- _Set exercise_: Duplicate, line for line, the material starting at the line that contains "Tag every instance of the blue long" and ending with the last line of the material.

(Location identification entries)
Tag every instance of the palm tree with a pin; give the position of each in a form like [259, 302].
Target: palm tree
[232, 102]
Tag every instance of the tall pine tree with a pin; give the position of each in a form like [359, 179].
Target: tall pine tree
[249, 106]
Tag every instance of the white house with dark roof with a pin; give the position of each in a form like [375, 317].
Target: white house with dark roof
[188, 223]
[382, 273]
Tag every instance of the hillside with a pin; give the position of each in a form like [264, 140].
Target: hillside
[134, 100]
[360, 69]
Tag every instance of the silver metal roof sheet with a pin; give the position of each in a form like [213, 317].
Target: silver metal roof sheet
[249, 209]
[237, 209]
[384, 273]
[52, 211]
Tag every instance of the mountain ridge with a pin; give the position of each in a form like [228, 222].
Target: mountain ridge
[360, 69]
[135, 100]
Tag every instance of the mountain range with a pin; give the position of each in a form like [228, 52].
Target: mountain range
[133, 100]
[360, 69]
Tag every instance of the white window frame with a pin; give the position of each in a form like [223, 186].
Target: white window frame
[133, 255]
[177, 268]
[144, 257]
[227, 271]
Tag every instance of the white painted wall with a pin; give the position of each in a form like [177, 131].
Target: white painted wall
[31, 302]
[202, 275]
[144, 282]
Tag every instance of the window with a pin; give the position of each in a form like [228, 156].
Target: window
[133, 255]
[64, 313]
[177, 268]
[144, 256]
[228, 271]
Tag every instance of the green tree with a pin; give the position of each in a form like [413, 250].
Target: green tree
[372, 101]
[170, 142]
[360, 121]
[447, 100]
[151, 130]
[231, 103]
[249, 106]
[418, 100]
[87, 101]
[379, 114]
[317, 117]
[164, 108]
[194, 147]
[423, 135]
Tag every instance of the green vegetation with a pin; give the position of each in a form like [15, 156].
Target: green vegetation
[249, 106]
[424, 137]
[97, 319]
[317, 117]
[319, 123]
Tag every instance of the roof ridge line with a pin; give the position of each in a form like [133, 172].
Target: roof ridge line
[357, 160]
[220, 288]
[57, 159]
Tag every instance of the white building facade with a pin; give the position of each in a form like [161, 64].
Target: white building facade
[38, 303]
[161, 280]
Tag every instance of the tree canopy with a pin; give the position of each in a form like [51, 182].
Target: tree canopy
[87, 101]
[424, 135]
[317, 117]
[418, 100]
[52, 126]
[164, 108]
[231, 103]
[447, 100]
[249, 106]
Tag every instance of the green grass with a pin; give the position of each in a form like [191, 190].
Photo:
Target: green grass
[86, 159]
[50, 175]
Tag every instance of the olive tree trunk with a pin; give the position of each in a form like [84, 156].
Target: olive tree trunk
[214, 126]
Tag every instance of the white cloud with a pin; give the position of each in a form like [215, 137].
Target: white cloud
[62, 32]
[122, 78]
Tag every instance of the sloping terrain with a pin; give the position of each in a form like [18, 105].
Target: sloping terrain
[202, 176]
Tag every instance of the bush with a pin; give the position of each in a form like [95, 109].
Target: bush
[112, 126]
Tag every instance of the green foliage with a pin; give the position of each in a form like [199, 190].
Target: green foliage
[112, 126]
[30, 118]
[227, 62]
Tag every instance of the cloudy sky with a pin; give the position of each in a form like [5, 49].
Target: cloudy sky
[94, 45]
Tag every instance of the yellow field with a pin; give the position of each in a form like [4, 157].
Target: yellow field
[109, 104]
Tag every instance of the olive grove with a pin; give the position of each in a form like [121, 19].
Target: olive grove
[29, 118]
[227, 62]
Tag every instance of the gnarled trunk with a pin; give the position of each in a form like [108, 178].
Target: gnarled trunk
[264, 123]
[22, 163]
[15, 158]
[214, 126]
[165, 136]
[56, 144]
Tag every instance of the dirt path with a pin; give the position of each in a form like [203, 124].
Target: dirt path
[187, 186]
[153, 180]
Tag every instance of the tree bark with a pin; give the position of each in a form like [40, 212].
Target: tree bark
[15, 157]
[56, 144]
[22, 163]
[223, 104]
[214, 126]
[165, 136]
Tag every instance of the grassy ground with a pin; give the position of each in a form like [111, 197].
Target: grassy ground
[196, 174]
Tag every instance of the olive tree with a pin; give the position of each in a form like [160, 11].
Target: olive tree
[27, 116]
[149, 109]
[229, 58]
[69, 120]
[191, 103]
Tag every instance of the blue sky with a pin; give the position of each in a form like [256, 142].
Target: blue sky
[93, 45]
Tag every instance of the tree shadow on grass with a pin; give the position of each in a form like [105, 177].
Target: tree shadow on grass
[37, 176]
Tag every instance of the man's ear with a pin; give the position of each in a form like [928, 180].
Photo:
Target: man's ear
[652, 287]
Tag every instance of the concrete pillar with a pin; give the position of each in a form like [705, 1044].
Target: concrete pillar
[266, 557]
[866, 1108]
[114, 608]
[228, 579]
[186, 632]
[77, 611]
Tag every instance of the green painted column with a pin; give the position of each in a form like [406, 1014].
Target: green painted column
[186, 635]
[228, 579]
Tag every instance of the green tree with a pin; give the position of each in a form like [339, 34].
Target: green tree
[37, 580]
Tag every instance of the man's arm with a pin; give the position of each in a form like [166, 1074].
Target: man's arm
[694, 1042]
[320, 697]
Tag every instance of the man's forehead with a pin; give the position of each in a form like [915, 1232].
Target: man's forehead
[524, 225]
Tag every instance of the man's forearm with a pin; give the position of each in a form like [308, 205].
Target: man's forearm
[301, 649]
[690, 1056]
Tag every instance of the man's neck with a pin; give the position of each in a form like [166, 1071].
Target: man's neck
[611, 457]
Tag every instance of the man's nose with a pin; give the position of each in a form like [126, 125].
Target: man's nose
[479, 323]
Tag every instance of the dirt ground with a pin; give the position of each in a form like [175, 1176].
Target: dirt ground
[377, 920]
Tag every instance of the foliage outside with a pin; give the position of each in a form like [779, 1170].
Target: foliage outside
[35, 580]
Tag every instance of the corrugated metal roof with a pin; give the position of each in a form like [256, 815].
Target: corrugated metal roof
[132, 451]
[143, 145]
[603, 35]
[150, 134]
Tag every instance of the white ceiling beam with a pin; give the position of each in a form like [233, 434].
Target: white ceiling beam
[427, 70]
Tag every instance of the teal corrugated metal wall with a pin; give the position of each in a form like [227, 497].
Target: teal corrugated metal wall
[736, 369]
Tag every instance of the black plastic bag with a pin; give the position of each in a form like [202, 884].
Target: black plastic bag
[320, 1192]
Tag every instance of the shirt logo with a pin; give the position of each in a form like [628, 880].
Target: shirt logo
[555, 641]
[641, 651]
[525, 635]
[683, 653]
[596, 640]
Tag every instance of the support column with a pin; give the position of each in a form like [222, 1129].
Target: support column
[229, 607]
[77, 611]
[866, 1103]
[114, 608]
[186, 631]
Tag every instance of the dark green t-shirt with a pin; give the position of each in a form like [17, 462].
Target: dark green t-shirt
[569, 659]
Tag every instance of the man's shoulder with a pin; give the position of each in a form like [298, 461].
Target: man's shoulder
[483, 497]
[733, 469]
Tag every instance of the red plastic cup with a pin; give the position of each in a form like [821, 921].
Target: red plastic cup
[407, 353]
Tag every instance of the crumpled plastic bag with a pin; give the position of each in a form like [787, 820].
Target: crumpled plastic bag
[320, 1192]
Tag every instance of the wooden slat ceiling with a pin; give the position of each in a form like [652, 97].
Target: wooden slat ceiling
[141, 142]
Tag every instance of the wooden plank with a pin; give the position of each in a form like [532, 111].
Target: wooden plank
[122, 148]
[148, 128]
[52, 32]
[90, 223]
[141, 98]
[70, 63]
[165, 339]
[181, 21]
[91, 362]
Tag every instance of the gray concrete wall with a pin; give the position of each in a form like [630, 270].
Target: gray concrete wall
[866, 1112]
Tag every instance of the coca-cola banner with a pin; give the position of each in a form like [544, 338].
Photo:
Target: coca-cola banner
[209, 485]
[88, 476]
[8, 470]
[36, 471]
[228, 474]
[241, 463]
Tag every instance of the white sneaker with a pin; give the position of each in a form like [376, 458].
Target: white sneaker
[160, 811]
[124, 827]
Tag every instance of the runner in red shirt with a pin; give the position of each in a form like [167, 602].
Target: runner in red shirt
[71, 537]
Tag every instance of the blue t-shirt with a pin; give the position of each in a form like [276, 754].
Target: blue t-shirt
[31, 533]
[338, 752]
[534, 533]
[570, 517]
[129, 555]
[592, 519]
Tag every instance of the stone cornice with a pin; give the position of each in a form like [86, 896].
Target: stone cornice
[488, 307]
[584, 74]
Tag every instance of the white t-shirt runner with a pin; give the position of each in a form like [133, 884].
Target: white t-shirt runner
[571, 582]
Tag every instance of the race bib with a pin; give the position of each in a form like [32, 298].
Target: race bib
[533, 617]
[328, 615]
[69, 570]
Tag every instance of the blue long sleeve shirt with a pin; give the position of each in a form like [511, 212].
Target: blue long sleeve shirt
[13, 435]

- _Answer to the exercise_:
Tag every instance of the blue long sleeve shirt with a pin; give the position of each in a form like [511, 212].
Target: blue long sleeve shirt
[13, 435]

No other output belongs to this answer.